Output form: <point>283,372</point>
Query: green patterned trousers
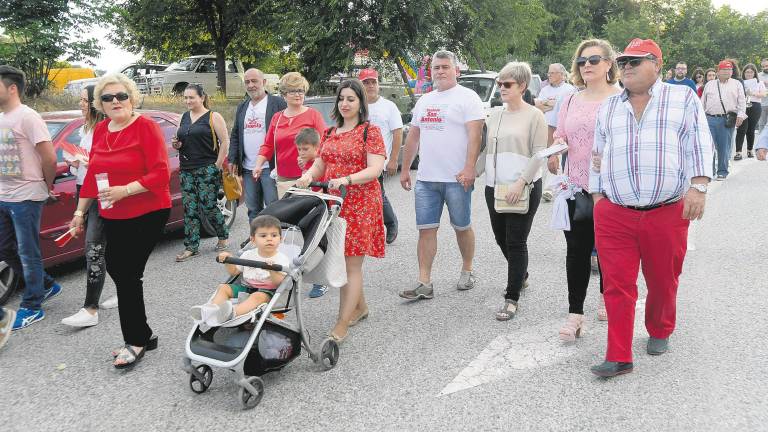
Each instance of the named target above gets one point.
<point>199,193</point>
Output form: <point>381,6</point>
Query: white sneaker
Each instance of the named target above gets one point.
<point>82,318</point>
<point>109,303</point>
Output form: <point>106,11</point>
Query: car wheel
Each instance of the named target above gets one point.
<point>9,282</point>
<point>228,208</point>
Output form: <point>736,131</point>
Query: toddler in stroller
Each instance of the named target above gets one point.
<point>259,283</point>
<point>268,338</point>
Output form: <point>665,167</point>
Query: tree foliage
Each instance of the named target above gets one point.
<point>37,34</point>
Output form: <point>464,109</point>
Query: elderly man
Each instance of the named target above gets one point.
<point>446,130</point>
<point>251,123</point>
<point>655,155</point>
<point>546,102</point>
<point>384,114</point>
<point>721,96</point>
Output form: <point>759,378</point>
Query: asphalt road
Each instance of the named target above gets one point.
<point>441,364</point>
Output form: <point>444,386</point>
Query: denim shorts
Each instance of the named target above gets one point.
<point>430,197</point>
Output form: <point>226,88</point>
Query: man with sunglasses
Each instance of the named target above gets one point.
<point>655,154</point>
<point>546,102</point>
<point>680,78</point>
<point>26,175</point>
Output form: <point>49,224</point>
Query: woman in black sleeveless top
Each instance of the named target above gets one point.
<point>203,142</point>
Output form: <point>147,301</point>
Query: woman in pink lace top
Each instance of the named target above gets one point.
<point>594,68</point>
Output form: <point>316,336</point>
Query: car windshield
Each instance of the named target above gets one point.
<point>482,86</point>
<point>186,65</point>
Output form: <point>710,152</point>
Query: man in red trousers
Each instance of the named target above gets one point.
<point>653,162</point>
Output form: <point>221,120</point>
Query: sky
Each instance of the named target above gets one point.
<point>113,59</point>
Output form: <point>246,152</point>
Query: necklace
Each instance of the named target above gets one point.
<point>120,132</point>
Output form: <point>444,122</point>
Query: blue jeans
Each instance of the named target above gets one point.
<point>723,138</point>
<point>430,198</point>
<point>258,193</point>
<point>20,247</point>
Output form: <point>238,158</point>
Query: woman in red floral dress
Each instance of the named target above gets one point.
<point>352,155</point>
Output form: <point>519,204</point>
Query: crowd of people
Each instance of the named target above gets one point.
<point>598,134</point>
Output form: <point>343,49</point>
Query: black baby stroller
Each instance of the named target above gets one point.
<point>261,341</point>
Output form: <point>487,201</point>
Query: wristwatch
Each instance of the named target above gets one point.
<point>701,187</point>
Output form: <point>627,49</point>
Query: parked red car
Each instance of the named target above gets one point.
<point>67,126</point>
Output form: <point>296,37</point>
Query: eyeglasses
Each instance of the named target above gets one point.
<point>593,60</point>
<point>506,84</point>
<point>634,62</point>
<point>109,97</point>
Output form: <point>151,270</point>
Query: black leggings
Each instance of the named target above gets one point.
<point>578,266</point>
<point>511,232</point>
<point>129,244</point>
<point>748,127</point>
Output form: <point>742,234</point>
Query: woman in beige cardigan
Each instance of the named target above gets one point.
<point>513,136</point>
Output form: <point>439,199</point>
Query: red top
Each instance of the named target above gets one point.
<point>136,153</point>
<point>283,130</point>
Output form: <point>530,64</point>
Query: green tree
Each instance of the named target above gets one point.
<point>37,34</point>
<point>169,29</point>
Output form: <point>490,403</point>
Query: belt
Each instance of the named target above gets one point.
<point>654,206</point>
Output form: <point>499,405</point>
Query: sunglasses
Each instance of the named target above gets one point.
<point>506,84</point>
<point>109,97</point>
<point>294,91</point>
<point>593,60</point>
<point>634,62</point>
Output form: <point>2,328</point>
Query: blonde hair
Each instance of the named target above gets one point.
<point>608,51</point>
<point>518,71</point>
<point>293,80</point>
<point>115,78</point>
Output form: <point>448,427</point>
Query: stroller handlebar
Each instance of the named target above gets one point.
<point>251,263</point>
<point>324,187</point>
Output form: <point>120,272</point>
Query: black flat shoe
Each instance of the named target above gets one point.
<point>611,369</point>
<point>657,346</point>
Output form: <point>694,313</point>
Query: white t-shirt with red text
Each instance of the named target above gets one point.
<point>21,171</point>
<point>254,132</point>
<point>441,117</point>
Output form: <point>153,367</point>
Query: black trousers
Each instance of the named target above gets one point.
<point>580,242</point>
<point>748,127</point>
<point>129,244</point>
<point>511,232</point>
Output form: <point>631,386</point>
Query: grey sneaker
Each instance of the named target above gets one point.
<point>420,292</point>
<point>466,281</point>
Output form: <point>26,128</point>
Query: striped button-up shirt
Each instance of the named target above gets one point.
<point>651,160</point>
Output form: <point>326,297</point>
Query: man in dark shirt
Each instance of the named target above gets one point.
<point>680,78</point>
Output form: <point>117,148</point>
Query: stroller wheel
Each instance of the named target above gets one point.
<point>249,399</point>
<point>329,354</point>
<point>200,386</point>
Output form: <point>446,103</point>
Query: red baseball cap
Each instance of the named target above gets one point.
<point>725,64</point>
<point>640,48</point>
<point>368,74</point>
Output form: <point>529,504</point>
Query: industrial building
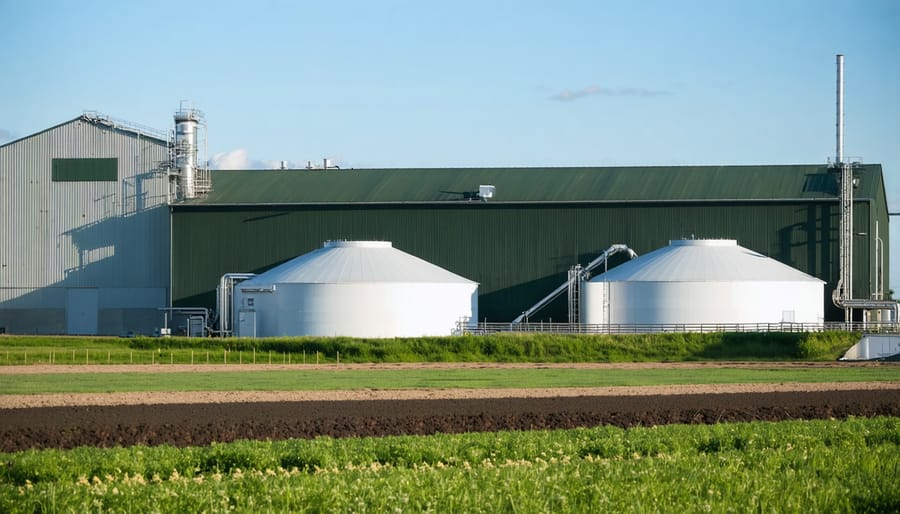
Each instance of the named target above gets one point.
<point>84,215</point>
<point>108,227</point>
<point>520,243</point>
<point>97,238</point>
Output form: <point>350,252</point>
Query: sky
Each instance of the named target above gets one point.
<point>395,84</point>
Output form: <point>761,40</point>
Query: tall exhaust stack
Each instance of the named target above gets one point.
<point>192,176</point>
<point>839,151</point>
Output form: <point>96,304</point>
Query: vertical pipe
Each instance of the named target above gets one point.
<point>839,123</point>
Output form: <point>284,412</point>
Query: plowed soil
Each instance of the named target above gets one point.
<point>182,419</point>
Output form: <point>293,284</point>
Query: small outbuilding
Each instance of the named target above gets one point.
<point>706,281</point>
<point>356,289</point>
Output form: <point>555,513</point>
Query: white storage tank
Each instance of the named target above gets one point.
<point>356,289</point>
<point>706,281</point>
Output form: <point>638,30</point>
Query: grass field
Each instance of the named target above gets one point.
<point>798,466</point>
<point>337,378</point>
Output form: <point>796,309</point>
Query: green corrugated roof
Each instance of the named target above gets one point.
<point>533,184</point>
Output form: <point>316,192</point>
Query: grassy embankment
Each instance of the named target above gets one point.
<point>508,347</point>
<point>797,466</point>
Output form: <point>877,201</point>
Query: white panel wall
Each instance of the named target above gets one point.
<point>359,309</point>
<point>702,302</point>
<point>112,236</point>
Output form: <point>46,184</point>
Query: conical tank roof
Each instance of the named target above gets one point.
<point>704,260</point>
<point>354,262</point>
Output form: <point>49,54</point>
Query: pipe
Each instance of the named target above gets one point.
<point>224,294</point>
<point>839,123</point>
<point>616,248</point>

__What the exercise asks__:
Output, from the data above, the lines from the line with "Output form: <point>350,252</point>" to the line with "Query: grass field" exactly as they stand, both ends included and nothing else.

__Your response__:
Output form: <point>350,252</point>
Query: sky
Each instance of the named target above gets one point.
<point>395,84</point>
Output form: <point>761,40</point>
Query: tall exhaust stack
Each instance of the named target above gets one point.
<point>192,176</point>
<point>839,151</point>
Output form: <point>96,304</point>
Query: vertical pipe
Each instance of the named target above gets one point.
<point>839,123</point>
Output form: <point>284,412</point>
Query: plowed soil
Each instance of the named target above gets one point.
<point>182,419</point>
Output form: <point>293,284</point>
Query: small outbuilding
Each instance of the named target above gets one point.
<point>706,281</point>
<point>356,289</point>
Output form: <point>555,513</point>
Query: white storage tank
Each instance of the named target above gets one point.
<point>356,289</point>
<point>706,281</point>
Output form: <point>638,30</point>
Query: grass field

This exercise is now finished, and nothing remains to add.